- [Problem to solve] In the column below, which mood-altering drugs are named by brand?

- [Document section]
◆ ◆ ◆ ◆

Tuesday, January 8, 2013

Don's Tuesday column


     THE WAY I SEE IT   by Don Polson  Red Bluff Daily News   1/08/2013

Young students could figure it out


First, I’d like to invite anyone, particularly ideological opponents, to come to the Tea Party Patriots meeting tonight to view a DVD on Agenda 21. We will greet, make welcome and serve snacks and coffee to cynical critics and doubters alike; please watch, listen, take notes and share with readers your conclusions on the validity of our concerns and suspicions over the UN’s 20 year old efforts to sublimate America’s private property supremacy to mandated “sustainability” policies.

Secondly, I have just posted the 4,000th article at Polecat News and Views (DonPolson.blogspot.com); page readership is modest by major-blog standards, but approaches 80,000 for the life of the blog. It is not monetized with ads, pop ups, auto-start audio, video, or banners; and is intended to provide a few really incisive and informative articles a day instead of a multitude of headlines and summaries.

Post 4,000 is “The giant, gaping hole in Sandy Hook reporting,” by David Kupelian of World Net Daily. Find out about the reliable link between mass shootings, Andrea Yates drowned children, the wannabe assassin of President Reagan, and mood altering drugs like Ritalin, Paxil and Prozac. This non-gun angle to mass killings is truly eye opening.

While a relatively miniscule percentage of unstable users are subject to “suicidal” or “homicidal” psychotic episodes, the use of such drugs goes much further to explain such murderous rampages than the guns that they usually had to illegally obtain. A family friend said Adam Lanza was “on medication and everything.” When will authorities release the names of psychiatric drugs he had used or ceased using (which has also triggered murderous rampages)?

If I had an imaginary group of young students, and was informing and testing them on their knowledge of the Social Security retirement system, it might go like this (names randomly chosen from relatives):

DP: When retirees receive a Social Security check, are they getting back their own money that they paid over the years?

Billy: No, their money was used to pay the folks that were retired at the time they were still working. People have always mostly received money that current workers were paying in taxes.

DP: But didn’t some money get deposited in their name in a separate account?

Davy: Actually not; they were entitled to funds from the system by qualifying for them with years worked and earnings. No one has ever literally gotten their own money back.

◆ ◆ ◆ ◆

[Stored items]

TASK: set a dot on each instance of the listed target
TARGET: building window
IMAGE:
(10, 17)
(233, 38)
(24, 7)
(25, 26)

◆ ◆ ◆ ◆

- [Solved exercise] Ritalin, Paxil, Prozac